>> START Dataset content

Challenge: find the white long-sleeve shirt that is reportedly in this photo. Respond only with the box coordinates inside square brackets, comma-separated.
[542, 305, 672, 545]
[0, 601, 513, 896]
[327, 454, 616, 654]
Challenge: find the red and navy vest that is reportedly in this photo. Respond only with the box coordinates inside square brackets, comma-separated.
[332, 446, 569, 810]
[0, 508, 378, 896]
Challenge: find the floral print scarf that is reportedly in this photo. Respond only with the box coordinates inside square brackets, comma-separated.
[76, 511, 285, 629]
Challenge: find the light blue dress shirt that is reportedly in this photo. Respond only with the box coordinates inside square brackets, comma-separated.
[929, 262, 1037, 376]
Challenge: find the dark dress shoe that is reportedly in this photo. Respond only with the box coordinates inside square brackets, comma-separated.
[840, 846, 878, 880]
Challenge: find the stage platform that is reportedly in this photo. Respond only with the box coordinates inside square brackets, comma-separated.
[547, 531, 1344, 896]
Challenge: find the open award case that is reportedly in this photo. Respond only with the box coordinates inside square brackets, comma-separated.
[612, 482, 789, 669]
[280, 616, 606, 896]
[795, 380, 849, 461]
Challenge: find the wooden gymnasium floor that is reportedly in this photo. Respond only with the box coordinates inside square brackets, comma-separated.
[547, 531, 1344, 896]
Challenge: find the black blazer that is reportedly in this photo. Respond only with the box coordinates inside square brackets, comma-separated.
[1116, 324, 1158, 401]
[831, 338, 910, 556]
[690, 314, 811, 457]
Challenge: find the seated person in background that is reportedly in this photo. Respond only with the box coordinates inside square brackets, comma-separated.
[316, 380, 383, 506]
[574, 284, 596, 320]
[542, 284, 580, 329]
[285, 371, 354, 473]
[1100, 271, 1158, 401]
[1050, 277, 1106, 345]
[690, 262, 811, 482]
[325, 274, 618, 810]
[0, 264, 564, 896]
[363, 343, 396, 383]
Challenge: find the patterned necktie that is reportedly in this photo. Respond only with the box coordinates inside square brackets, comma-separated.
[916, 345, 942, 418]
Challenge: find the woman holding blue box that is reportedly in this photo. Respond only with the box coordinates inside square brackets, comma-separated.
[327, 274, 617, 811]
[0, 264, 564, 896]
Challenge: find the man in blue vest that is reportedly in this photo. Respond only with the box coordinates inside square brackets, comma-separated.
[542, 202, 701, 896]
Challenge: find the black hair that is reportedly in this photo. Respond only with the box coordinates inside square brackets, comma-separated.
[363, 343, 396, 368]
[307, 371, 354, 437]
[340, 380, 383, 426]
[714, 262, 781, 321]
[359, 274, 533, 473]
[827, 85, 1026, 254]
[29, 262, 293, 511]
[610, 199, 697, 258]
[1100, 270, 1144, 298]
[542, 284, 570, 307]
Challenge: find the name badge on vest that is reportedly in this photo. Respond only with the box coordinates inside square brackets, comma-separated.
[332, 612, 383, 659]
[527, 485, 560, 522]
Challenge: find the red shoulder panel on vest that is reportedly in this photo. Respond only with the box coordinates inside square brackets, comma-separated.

>> END Dataset content

Render every line of the listing above as a JSON list of strings, one string per line, leaving out any blank lines.

[
  "Challenge: find the white long-sleeve shirt that is reportedly in this photo. Respond only with the box coordinates inside square brackets, comma-separated.",
  "[542, 305, 672, 545]",
  "[0, 601, 513, 896]",
  "[327, 454, 616, 654]",
  "Challenge: find the red and navy vest that is reportedly in this photo. Respond only with the box coordinates inside square brackets, comma-separated.",
  "[332, 446, 569, 810]",
  "[0, 508, 378, 896]",
  "Challenge: find the floral print scarf that is reportedly in this photo. Respond only with the box coordinates inside square brackets, comma-separated.",
  "[76, 511, 285, 629]",
  "Challenge: find the light blue dress shirt that is reportedly in this photo. Respond only with the box coordinates inside square brackets, comma-separated.",
  "[929, 262, 1037, 376]",
  "Challenge: find the dark dress shoe that is reportedly in this photo. Respond only with the box coordinates inside square brackets, comma-separated.",
  "[840, 846, 878, 880]",
  "Challenge: find the stage platform that is reportedly in this photo. Respond only with the box coordinates inside square brackets, comma-separated.",
  "[547, 531, 1344, 896]",
  "Challenge: find the open award case that is reportedly in this photo. Respond only with the box coordinates inside square brackets, comma-separated.",
  "[612, 482, 789, 669]",
  "[280, 616, 606, 896]",
  "[795, 380, 849, 461]",
  "Challenge: find the wooden gymnasium floor that is reportedly in this photo. Respond only with the box coordinates inside square brackets, comma-separated.",
  "[547, 531, 1344, 896]",
  "Challenge: find the black blazer that is reportedly in this photo. Respond only with the box coordinates inside square brackets, comma-separated.",
  "[1116, 324, 1158, 401]",
  "[831, 338, 910, 556]",
  "[690, 314, 811, 457]",
  "Challenge: find the seated person in background that is reportedly in this photo. Respond only with the box coordinates inside square brackets, comma-separated.",
  "[316, 380, 383, 506]",
  "[574, 284, 596, 320]",
  "[542, 284, 580, 329]",
  "[285, 371, 354, 473]",
  "[1100, 271, 1158, 401]",
  "[1050, 277, 1106, 345]",
  "[690, 262, 811, 482]",
  "[325, 274, 618, 810]",
  "[0, 264, 564, 896]",
  "[363, 343, 396, 383]",
  "Challenge: find the patterned necktie that is reportedly in this photo. Respond only with the box coordinates inside square brackets, comma-separated.",
  "[916, 345, 942, 418]",
  "Challenge: find the woman holding blue box that is reportedly in this photo. Respond only with the box coordinates inside square brackets, comma-separated.",
  "[327, 274, 617, 811]",
  "[0, 264, 564, 896]",
  "Challenge: find the man in blue vest that is reportedly in this photo. Respond only with the box coordinates inside square brackets, comma-separated.",
  "[542, 202, 701, 896]",
  "Challenge: find the black hair that is reportedly in this photo. Respond only with the box coordinates inside square brackets, comma-separated.",
  "[363, 343, 396, 368]",
  "[307, 371, 354, 437]",
  "[340, 380, 383, 426]",
  "[714, 262, 781, 321]",
  "[359, 274, 533, 473]",
  "[827, 85, 1026, 254]",
  "[29, 262, 293, 511]",
  "[610, 199, 697, 258]",
  "[1100, 270, 1144, 298]",
  "[542, 284, 570, 307]",
  "Challenge: find the name badge on vest that is reportedly in this photo. Respond only with the box coordinates inside square brackets, comma-separated.",
  "[332, 612, 383, 659]",
  "[527, 485, 560, 522]",
  "Challenge: find the red shoulder panel on vest that is reportedly in this photo. Respond only with the box coordinates inside square brackets, comma-separated."
]